** Opening SOURCE DATA block **
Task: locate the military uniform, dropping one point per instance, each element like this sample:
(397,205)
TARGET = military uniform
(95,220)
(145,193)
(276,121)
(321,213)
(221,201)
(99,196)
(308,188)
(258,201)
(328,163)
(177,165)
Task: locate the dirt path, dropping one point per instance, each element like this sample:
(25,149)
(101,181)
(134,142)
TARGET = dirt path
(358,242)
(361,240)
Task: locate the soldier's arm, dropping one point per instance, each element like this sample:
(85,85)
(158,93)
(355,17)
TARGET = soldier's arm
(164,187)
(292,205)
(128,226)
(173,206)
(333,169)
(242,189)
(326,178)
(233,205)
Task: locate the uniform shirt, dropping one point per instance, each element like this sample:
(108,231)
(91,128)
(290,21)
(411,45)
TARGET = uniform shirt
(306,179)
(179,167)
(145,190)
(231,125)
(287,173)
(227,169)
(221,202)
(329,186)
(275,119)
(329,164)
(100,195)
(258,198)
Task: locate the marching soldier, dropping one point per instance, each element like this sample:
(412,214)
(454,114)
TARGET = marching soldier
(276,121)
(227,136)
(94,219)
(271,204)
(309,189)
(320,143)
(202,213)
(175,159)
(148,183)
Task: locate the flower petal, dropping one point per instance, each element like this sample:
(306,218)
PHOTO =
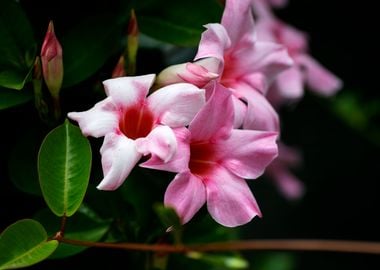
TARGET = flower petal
(194,73)
(186,194)
(179,161)
(240,109)
(126,91)
(229,199)
(289,84)
(119,156)
(215,119)
(260,113)
(278,3)
(175,105)
(99,120)
(160,142)
(318,78)
(248,152)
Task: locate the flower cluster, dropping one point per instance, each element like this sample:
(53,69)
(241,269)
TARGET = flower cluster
(211,120)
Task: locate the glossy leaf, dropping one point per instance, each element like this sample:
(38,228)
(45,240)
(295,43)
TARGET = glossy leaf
(180,22)
(17,45)
(84,225)
(64,164)
(170,220)
(88,46)
(24,243)
(10,98)
(220,261)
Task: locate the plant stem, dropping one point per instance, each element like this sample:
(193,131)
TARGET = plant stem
(283,245)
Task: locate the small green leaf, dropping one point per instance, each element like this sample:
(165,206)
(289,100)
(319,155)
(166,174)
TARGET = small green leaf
(84,225)
(24,243)
(64,164)
(232,261)
(17,45)
(170,219)
(180,22)
(275,261)
(88,46)
(10,98)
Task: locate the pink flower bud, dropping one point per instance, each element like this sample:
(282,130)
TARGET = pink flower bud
(119,70)
(51,59)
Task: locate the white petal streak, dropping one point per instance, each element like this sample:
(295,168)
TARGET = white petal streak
(119,156)
(99,120)
(176,105)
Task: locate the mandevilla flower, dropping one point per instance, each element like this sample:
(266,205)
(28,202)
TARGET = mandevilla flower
(134,125)
(306,70)
(52,63)
(212,161)
(243,65)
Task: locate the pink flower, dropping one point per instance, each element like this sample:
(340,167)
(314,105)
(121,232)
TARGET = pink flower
(52,63)
(279,171)
(134,125)
(278,3)
(244,65)
(306,70)
(212,161)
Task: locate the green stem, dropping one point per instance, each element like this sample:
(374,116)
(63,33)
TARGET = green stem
(344,246)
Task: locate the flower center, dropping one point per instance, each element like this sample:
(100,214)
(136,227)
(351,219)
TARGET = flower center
(136,122)
(202,158)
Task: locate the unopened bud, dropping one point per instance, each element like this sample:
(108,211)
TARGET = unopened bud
(52,64)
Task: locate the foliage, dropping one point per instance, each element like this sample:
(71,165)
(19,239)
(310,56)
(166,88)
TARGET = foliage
(50,163)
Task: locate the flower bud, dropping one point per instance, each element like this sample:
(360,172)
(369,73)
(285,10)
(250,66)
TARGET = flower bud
(194,73)
(52,64)
(119,70)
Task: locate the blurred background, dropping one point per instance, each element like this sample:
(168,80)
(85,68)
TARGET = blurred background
(339,138)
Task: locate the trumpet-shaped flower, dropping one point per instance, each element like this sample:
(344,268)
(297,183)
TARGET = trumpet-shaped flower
(231,52)
(212,162)
(306,70)
(134,125)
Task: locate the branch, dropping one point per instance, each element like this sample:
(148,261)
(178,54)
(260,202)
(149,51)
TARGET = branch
(283,245)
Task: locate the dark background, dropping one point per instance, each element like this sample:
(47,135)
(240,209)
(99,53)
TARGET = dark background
(340,164)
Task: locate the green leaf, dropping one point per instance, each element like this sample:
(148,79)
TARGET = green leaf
(170,219)
(24,243)
(180,22)
(64,164)
(88,46)
(17,45)
(219,261)
(84,225)
(22,163)
(10,98)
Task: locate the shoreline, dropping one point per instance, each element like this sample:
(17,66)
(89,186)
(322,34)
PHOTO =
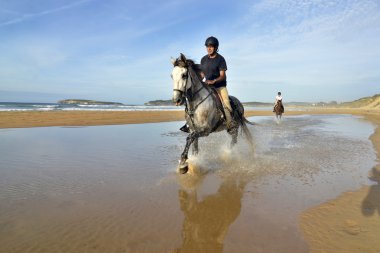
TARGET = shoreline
(97,118)
(337,225)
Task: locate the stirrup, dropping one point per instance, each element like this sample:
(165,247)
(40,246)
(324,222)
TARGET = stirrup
(185,129)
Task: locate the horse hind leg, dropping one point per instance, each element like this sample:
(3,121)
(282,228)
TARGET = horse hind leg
(195,147)
(248,135)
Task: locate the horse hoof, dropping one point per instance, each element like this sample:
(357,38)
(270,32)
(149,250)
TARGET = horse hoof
(183,170)
(183,167)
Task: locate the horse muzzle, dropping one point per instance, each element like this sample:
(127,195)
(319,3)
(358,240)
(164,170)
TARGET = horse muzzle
(178,99)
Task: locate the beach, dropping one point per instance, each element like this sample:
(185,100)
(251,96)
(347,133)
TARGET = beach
(94,118)
(107,182)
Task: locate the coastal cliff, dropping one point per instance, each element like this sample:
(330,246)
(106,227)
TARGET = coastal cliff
(86,102)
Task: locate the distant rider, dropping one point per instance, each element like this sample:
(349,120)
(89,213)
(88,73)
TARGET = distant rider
(278,98)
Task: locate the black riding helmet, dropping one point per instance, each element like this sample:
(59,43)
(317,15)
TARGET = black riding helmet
(212,41)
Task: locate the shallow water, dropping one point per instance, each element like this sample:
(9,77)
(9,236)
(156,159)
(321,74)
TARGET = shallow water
(114,188)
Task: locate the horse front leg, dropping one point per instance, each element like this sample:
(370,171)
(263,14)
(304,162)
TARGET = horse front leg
(195,147)
(234,135)
(183,165)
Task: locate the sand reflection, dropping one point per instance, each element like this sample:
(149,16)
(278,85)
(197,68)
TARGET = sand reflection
(207,220)
(371,203)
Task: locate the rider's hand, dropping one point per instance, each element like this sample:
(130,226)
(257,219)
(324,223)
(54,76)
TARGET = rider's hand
(210,82)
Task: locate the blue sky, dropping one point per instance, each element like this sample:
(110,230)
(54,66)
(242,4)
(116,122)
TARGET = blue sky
(119,50)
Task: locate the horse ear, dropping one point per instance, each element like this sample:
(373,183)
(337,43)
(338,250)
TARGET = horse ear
(183,57)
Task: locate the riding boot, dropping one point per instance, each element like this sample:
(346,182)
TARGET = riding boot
(185,128)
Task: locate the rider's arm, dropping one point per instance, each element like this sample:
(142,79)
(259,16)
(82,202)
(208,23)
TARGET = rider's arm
(222,77)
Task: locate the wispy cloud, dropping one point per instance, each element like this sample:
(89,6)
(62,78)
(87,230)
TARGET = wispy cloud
(28,16)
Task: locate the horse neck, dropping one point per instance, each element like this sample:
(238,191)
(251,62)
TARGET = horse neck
(198,90)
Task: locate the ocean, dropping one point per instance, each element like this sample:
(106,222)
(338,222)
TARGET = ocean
(17,106)
(115,188)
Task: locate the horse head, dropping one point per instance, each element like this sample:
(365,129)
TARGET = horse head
(179,76)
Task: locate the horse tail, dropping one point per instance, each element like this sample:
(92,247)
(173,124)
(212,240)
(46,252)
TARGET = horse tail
(246,132)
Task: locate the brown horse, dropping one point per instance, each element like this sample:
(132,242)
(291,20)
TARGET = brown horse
(279,109)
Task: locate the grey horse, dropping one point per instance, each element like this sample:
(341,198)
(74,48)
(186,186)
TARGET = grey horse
(203,113)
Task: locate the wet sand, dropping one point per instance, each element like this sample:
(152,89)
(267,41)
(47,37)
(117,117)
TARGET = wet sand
(91,118)
(350,223)
(113,188)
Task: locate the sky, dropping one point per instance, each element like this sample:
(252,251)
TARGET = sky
(120,50)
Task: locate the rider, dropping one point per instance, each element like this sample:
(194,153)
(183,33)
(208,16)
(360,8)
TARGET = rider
(278,98)
(214,68)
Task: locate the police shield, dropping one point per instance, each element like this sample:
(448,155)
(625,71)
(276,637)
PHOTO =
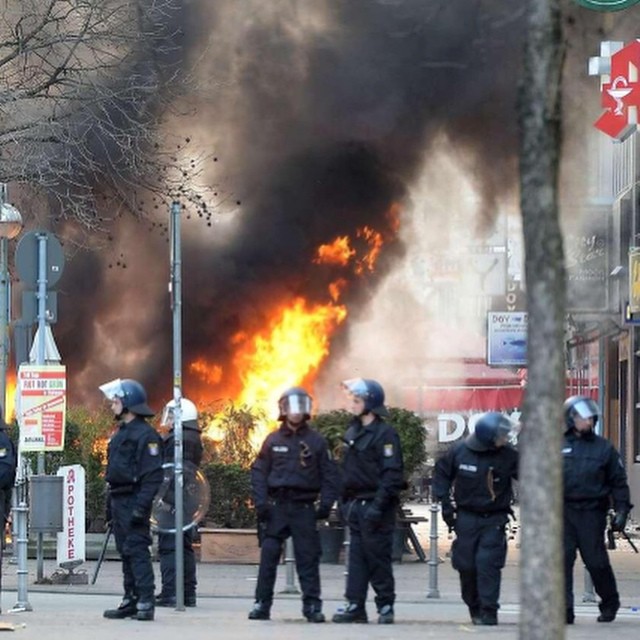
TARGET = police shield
(196,499)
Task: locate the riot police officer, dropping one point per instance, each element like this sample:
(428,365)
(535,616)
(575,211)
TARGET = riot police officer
(594,480)
(192,454)
(373,476)
(134,473)
(479,472)
(8,464)
(293,469)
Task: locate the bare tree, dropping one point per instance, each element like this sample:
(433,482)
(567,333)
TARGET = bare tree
(84,85)
(542,590)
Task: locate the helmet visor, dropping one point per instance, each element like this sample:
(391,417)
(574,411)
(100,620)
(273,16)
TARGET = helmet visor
(586,408)
(356,387)
(297,404)
(113,389)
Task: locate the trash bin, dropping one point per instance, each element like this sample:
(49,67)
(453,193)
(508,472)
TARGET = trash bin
(45,504)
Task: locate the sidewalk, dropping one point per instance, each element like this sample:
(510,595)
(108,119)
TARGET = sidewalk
(225,595)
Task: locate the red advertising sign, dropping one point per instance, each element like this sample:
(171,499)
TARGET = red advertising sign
(621,96)
(42,400)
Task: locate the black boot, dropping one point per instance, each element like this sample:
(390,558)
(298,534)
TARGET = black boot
(385,614)
(313,613)
(260,611)
(146,610)
(126,609)
(351,613)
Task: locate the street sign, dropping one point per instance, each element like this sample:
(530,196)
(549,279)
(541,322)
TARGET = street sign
(27,259)
(42,401)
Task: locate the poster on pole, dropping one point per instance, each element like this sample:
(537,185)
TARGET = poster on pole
(507,339)
(70,548)
(41,406)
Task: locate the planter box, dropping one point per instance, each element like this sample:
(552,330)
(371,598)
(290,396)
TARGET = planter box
(232,546)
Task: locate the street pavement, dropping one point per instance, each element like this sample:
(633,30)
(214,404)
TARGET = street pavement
(225,595)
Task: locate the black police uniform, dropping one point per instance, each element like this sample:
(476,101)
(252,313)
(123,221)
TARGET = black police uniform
(594,477)
(8,464)
(192,455)
(482,490)
(134,473)
(373,476)
(292,469)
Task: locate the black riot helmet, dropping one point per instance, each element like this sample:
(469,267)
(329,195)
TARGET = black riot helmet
(131,393)
(294,401)
(370,391)
(490,427)
(579,406)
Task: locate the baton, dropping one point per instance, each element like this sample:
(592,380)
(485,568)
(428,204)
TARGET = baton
(103,552)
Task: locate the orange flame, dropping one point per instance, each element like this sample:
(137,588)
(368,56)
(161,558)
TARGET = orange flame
(337,252)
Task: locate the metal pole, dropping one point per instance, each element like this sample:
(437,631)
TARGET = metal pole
(433,553)
(22,539)
(42,327)
(176,306)
(289,561)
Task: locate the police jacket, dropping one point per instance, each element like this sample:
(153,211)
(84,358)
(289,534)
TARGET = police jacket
(294,465)
(191,444)
(593,473)
(481,480)
(134,463)
(372,464)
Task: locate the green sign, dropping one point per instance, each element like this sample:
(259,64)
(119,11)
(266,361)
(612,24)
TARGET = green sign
(607,5)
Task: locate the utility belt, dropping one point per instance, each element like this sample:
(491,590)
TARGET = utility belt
(122,489)
(287,494)
(358,494)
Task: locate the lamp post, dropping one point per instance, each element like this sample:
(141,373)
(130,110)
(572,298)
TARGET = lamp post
(10,227)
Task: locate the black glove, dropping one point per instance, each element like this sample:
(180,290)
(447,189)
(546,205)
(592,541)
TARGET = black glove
(264,513)
(619,520)
(323,512)
(138,516)
(449,515)
(373,515)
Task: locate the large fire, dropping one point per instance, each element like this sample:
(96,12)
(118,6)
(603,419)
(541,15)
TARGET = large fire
(290,349)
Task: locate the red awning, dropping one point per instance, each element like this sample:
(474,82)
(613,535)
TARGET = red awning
(464,399)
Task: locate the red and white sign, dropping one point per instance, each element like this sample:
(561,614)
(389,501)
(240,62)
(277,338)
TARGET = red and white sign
(71,540)
(621,96)
(41,406)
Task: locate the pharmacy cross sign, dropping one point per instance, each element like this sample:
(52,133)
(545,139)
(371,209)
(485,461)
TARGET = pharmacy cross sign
(621,95)
(607,5)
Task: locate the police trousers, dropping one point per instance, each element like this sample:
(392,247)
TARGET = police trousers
(167,553)
(133,542)
(298,520)
(584,532)
(370,551)
(478,553)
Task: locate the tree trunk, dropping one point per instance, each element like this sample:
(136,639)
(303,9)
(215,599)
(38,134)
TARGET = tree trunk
(541,585)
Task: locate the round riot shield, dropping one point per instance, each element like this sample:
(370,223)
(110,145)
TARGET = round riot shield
(196,499)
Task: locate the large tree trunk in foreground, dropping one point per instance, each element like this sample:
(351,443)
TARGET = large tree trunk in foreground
(541,590)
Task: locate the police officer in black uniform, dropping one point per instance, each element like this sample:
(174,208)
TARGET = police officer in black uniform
(134,473)
(293,469)
(594,481)
(479,472)
(373,476)
(8,464)
(192,455)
** Closing SOURCE DATA block **
*PROBLEM DESCRIPTION*
Retype, exactly as written, everything from the first line of the data above through the line containing "Task: locate the marching". Nothing else should appear.

*RESPONSE TO THIS EXERCISE*
Task: locate the military uniform, dropping one point per instance, each element like this sample:
(397,205)
TARGET = military uniform
(95,220)
(145,193)
(276,121)
(321,213)
(221,201)
(99,196)
(308,188)
(258,201)
(328,163)
(177,165)
Task: locate the dirt path, dropping one point per instance, each element like this sample:
(25,149)
(101,181)
(134,142)
TARGET = dirt path
(358,242)
(361,240)
Task: locate the soldier's arm, dropping one point per instance, each element like this sample:
(85,85)
(158,93)
(355,17)
TARGET = soldier's arm
(164,187)
(292,205)
(128,226)
(173,206)
(333,169)
(242,189)
(326,178)
(233,205)
Task: locate the uniform shirt, dropping one point per instance, each element like this sample:
(108,231)
(91,128)
(290,21)
(411,45)
TARGET = uniform shirt
(306,179)
(179,167)
(145,190)
(231,125)
(287,173)
(227,169)
(221,202)
(329,186)
(275,119)
(329,164)
(100,195)
(258,198)
Task: locate the marching soldier, dropping one point per instance, each element like this sample:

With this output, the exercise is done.